Quote the items character for character, starting at the line that contains "[trace] rock pile" and ending at the line that contains "[[[119,988],[156,961],[157,867],[117,817],[0,823],[0,972]]]", with both of those lines included.

____________

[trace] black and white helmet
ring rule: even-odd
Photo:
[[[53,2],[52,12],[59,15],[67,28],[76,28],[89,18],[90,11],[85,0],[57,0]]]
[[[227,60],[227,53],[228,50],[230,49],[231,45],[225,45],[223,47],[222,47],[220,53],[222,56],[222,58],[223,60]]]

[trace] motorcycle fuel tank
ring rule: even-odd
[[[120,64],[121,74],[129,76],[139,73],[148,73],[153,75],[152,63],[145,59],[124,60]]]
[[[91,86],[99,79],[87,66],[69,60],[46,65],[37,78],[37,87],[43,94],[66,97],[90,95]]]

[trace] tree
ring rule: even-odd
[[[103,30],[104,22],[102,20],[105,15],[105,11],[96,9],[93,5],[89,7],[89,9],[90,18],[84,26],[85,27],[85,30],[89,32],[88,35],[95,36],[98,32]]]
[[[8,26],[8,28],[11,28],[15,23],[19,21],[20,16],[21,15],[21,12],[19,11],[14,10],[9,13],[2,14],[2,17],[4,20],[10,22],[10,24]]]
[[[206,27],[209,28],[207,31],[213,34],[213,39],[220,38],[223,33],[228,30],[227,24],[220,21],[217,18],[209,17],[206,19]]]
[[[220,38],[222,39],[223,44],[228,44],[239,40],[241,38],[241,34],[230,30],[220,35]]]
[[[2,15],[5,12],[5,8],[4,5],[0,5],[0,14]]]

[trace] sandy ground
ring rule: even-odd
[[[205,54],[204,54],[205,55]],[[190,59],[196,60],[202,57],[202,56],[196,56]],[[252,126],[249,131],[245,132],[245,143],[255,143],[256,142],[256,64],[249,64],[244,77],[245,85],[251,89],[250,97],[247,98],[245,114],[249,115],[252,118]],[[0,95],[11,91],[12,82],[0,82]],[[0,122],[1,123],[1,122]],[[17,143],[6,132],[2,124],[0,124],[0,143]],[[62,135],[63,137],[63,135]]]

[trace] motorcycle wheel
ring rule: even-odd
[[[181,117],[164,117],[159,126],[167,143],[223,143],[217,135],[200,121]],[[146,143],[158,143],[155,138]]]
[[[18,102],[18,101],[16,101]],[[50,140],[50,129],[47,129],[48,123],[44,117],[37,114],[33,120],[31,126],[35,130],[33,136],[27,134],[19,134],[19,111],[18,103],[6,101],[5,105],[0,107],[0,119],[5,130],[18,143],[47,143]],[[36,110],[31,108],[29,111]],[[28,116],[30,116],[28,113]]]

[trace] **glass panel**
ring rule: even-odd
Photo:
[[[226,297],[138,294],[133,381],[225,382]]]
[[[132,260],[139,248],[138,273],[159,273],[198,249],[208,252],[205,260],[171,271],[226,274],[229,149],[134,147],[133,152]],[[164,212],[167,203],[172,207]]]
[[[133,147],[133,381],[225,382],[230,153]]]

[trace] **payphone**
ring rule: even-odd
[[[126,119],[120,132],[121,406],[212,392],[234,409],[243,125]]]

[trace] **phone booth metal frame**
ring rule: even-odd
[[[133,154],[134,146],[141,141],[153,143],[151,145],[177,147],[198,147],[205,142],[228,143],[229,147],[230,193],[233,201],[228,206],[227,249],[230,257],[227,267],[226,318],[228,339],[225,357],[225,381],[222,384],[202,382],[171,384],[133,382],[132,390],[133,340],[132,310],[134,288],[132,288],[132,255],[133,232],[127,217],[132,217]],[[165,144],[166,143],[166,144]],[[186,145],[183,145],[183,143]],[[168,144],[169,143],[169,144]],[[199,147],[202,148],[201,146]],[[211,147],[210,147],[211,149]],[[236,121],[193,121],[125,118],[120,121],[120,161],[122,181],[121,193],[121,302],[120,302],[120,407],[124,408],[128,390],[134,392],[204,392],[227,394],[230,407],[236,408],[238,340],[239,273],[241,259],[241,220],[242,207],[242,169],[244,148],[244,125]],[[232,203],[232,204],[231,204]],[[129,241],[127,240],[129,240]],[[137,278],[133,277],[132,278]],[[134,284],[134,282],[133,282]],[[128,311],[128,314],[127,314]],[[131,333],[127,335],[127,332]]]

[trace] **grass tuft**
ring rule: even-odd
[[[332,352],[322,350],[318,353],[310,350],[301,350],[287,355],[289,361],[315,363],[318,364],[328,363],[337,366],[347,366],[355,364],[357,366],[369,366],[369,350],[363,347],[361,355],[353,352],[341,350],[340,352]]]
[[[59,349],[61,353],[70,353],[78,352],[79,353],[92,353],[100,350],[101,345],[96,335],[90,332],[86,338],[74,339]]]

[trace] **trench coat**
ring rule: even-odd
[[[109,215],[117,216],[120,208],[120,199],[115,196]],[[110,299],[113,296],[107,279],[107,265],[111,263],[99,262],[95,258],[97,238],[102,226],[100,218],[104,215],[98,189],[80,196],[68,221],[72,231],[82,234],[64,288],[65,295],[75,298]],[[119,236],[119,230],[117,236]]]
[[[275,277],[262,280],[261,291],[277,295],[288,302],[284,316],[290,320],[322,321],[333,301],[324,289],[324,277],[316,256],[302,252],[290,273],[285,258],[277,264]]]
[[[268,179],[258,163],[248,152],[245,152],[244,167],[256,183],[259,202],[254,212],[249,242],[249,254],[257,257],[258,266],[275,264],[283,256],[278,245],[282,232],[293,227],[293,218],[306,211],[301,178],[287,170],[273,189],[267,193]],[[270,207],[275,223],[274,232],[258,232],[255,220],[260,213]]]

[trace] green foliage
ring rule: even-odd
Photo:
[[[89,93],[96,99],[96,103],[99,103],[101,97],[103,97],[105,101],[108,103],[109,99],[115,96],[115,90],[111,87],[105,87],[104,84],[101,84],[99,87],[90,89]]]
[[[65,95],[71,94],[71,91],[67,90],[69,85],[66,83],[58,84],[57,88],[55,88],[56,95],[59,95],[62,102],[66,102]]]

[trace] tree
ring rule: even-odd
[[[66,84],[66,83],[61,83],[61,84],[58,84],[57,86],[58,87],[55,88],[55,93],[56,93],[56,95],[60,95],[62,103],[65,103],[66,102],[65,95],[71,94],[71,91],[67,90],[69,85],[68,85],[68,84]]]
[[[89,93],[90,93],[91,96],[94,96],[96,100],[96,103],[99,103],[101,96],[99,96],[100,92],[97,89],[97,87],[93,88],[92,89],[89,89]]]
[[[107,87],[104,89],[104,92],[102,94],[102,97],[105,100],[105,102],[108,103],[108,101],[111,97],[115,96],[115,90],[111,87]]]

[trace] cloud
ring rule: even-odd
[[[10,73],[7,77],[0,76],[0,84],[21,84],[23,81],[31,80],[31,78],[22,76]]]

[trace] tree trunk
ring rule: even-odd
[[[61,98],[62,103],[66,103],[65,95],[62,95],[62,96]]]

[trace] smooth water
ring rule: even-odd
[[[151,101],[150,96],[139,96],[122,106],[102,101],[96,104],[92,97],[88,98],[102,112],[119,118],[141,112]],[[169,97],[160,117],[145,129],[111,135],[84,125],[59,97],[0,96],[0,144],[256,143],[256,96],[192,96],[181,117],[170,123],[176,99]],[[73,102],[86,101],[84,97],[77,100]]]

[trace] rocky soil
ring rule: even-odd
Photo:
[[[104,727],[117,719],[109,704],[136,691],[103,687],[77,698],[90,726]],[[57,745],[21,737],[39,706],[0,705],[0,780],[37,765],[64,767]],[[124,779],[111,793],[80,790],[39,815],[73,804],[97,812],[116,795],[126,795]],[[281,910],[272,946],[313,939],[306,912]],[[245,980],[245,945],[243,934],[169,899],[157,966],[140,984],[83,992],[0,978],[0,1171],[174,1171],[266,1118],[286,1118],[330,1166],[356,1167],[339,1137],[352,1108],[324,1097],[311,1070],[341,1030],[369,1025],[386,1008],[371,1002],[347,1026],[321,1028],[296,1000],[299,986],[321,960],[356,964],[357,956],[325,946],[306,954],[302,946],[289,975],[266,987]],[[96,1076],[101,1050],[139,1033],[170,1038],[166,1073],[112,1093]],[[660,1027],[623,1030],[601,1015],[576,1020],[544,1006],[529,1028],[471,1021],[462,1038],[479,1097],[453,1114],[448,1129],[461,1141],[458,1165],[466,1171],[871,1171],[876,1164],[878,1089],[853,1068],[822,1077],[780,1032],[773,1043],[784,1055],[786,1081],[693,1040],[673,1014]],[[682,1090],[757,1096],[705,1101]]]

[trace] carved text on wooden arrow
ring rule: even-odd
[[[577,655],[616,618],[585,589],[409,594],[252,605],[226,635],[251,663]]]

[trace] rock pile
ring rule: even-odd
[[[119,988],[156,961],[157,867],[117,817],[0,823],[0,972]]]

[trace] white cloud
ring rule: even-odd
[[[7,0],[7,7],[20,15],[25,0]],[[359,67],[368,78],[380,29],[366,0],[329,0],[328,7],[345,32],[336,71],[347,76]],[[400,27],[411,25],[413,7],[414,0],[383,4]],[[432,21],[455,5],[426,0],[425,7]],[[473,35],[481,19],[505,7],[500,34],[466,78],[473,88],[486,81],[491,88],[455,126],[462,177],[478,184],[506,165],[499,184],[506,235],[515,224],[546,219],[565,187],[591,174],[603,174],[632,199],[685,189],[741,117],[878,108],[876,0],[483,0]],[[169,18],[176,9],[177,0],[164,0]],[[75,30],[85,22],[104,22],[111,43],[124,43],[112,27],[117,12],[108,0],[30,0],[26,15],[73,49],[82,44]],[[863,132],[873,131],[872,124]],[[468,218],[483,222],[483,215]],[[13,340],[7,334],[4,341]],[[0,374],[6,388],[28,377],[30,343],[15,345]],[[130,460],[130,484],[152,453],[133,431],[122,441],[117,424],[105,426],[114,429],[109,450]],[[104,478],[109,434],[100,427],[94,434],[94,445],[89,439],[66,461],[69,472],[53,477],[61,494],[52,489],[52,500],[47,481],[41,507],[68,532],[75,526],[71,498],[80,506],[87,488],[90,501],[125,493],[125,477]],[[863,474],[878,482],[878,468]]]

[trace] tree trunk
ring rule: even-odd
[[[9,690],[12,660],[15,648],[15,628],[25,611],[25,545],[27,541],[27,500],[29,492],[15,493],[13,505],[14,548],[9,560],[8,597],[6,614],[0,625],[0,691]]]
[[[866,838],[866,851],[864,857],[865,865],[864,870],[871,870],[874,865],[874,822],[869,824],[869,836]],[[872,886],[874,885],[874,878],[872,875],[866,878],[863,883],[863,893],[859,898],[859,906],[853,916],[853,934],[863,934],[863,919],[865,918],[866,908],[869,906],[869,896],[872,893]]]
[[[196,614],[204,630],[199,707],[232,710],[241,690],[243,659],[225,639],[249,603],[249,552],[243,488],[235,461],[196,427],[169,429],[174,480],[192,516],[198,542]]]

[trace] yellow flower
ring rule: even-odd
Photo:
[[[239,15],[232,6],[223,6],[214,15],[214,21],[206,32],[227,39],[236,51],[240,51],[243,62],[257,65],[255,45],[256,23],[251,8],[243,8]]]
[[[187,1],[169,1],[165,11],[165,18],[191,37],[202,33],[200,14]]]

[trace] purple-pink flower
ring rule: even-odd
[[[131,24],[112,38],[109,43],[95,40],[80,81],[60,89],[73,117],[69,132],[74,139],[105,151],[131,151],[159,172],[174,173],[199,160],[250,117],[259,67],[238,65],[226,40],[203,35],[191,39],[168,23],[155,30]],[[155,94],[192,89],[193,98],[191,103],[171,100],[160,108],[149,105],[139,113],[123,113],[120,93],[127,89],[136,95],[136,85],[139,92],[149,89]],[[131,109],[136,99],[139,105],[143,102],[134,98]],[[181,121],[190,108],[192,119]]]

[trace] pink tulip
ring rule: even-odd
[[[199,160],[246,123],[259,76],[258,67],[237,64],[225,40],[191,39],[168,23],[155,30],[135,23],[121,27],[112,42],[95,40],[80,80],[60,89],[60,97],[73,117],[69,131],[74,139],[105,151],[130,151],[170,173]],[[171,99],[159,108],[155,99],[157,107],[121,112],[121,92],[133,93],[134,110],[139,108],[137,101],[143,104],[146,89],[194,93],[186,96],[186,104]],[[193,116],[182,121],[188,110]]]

____________

## Solution to the problem
[trace] rock pile
ring rule: even-odd
[[[119,988],[156,961],[157,867],[117,817],[0,823],[0,972]]]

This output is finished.